Aufgaben>
1. Aktualisiere den Forenthread zum Fox Sky Pod, beginnend bei „-Wieso kriegen Jungangler“ und endend bei „bleibenden TXIs keulen.“: Gib diesen Teil wieder und setze dabei „Nachwuchsangler“ an die Stelle von „Jungangler“.
2. Schreib bitte den Forenthread zum Fox Sky Pod im Anschluss an seinen letzten Satz weiter.

Textausschnitt>
Also sag mal an... #6


----------



## David (15. November 2004)

*AW: Fox Sky Pod*

falsch!

ich glaub nicht das dein goal post aufbau stabiler ist als mein pod... :q


----------



## Geraetefetischist (16. November 2004)

*AW: Fox Sky Pod*

@ Pilkman
Dazu fallen mir auch noch einige Fragen mehr ein:
-Was zahlt Fox eigentlich für diese regelmässige Plattwerbung a la CM?
-Wieso kriegen Jungangler mit nem Plasteständer nen Ständer?
-Warum Kauft man sich ein 300€-Pod um 80€ Billigstecken draufzulegen an denen billigste Fertigkittmurmeln um Karpfenmitleid betteln, während sich die Besitzer im 20qm Monsterdome einen auf ihre stumm bleibenden TXIs keulen.

Vorliegende Einträge>
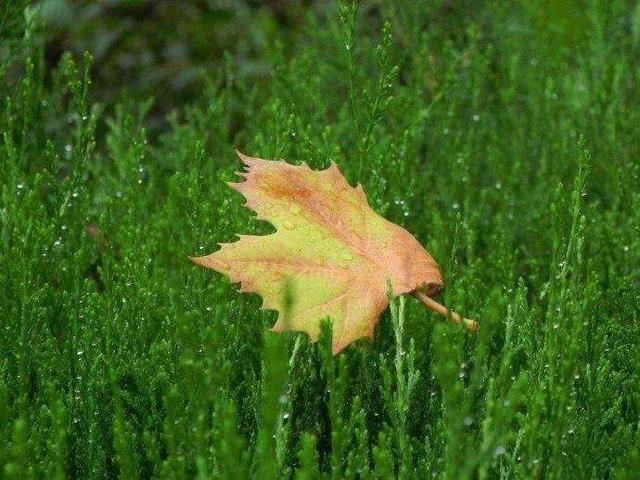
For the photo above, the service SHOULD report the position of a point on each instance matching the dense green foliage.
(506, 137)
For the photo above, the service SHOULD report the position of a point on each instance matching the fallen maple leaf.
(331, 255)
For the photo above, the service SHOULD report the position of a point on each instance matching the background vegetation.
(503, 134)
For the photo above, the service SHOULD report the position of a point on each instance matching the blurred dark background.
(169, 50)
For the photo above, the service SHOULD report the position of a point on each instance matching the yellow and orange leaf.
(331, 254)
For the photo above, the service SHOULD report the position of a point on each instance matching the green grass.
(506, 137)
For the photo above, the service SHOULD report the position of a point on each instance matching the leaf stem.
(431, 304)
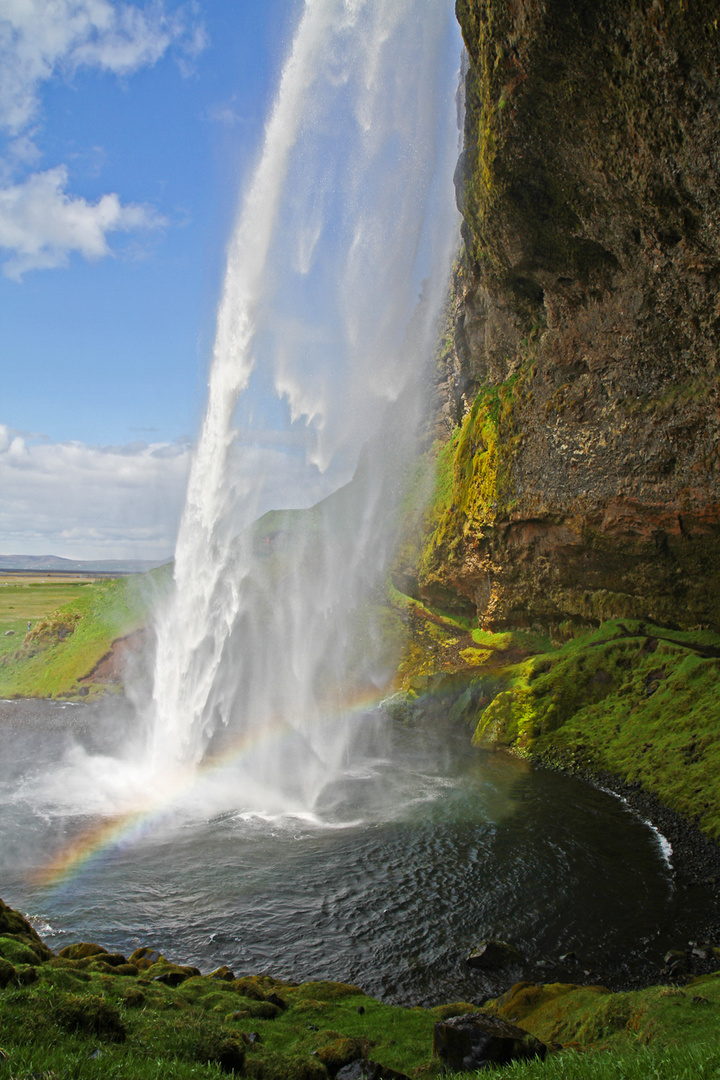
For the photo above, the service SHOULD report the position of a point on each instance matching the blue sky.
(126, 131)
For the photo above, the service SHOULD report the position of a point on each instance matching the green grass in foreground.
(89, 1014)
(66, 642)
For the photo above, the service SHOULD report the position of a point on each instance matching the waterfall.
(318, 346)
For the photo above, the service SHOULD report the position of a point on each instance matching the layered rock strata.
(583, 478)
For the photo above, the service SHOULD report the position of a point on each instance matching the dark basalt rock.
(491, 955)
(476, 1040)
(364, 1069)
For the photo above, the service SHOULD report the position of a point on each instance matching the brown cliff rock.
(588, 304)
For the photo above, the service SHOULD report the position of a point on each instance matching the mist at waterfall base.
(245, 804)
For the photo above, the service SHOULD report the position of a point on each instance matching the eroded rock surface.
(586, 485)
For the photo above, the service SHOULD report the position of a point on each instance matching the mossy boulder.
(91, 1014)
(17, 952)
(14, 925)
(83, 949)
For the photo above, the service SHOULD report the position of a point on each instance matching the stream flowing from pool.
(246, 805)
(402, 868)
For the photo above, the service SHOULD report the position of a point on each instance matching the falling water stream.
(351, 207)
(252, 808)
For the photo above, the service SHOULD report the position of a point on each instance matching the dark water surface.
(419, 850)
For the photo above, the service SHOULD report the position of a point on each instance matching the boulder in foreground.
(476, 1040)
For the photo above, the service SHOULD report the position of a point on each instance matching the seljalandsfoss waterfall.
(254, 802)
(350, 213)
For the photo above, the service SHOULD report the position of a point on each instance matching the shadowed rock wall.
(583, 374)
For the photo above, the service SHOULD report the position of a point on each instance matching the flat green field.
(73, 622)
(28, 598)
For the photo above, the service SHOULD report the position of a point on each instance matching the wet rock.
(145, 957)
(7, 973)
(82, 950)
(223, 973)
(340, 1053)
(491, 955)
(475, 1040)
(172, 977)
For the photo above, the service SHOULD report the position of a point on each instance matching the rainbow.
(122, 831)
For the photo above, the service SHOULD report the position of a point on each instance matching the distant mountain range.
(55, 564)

* * *

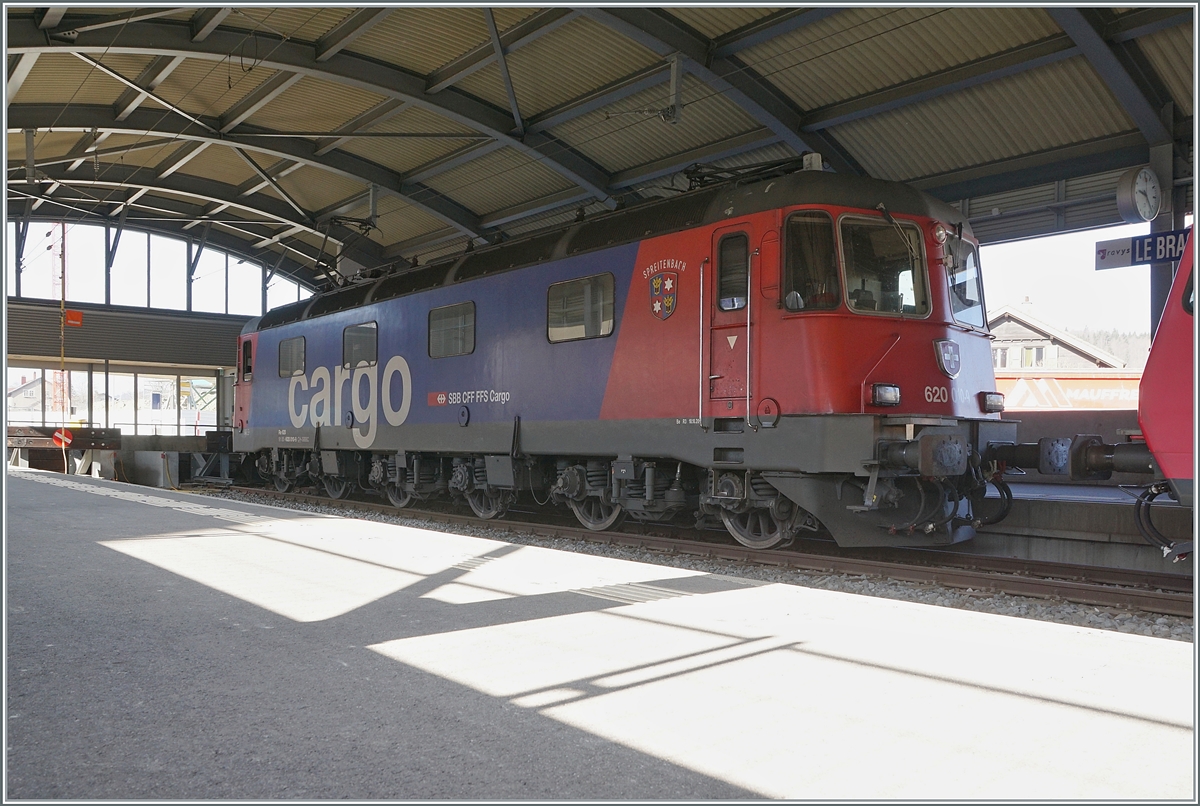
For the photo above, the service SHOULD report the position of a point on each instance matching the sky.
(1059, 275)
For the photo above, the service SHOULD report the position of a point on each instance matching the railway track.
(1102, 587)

* * *

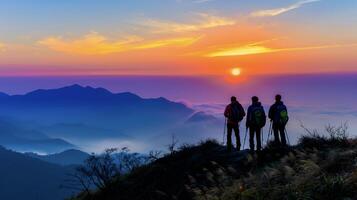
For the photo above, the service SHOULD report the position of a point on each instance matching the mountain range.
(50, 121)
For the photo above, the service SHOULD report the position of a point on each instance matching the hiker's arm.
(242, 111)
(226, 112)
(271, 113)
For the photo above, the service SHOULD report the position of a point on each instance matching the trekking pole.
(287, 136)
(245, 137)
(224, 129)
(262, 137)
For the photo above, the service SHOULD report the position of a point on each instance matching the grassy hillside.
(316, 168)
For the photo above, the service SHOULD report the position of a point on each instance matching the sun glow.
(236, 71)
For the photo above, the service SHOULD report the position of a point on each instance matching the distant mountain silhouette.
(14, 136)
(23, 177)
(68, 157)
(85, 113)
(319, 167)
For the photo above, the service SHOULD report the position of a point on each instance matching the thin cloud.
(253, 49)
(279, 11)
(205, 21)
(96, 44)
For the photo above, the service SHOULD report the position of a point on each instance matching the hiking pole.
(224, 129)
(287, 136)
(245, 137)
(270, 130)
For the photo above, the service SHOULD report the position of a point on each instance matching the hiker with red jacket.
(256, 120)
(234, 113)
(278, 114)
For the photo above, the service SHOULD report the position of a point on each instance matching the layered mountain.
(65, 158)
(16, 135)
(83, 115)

Lösungen>
1.
-Wieso kriegen Nachwuchsangler mit nem Plasteständer nen Ständer?
-Warum Kauft man sich ein 300€-Pod um 80€ Billigstecken draufzulegen an denen billigste Fertigkittmurmeln um Karpfenmitleid betteln, während sich die Besitzer im 20qm Monsterdome einen auf ihre stumm bleibenden TXIs keulen.

2.
-Warum definiert sich die Jugend von heute nur noch über ihre materiellen Besitztümer? Haben die nichts besseres mehr (Hirn, Wissen, Mut, FISCHE,...)zum Angeben?
-Fängt man damit mehr Fische?
-Fangen die Besitzer überhaupt Fische?
-Waren wir eigentlich auch so einfach zufriedenzustellen?

Fragen über Fragen 

(P.S. Das einzige wirklich brauchbare Foxpod war das Supa!)

Just Monsters
Holger


----------



## Carpcatcher2001 (16. November 2004)

*AW: Fox Sky Pod*



			
				David schrieb:
			
		

> falsch!
> 
> ich glaub nicht das dein goal post aufbau stabiler ist als mein pod... :q



Dein Pod ist doch auch n Goal-Post nur mit nem fetten Stahlrahmen drum rum... :q 

Is zwar nicht sehr unauffällig, hällt dafür aber jedem Lastwagen stand... :q


----------



## buddha (16. November 2004)

*AW: Fox Sky Pod*



			
				Geraetefetischist schrieb:
			
		

> -Was zahlt Fox eigentlich für diese regelmässige Plattwerbung a la CM?
> -Wieso kriegen Jungangler mit nem Plasteständer nen Ständer?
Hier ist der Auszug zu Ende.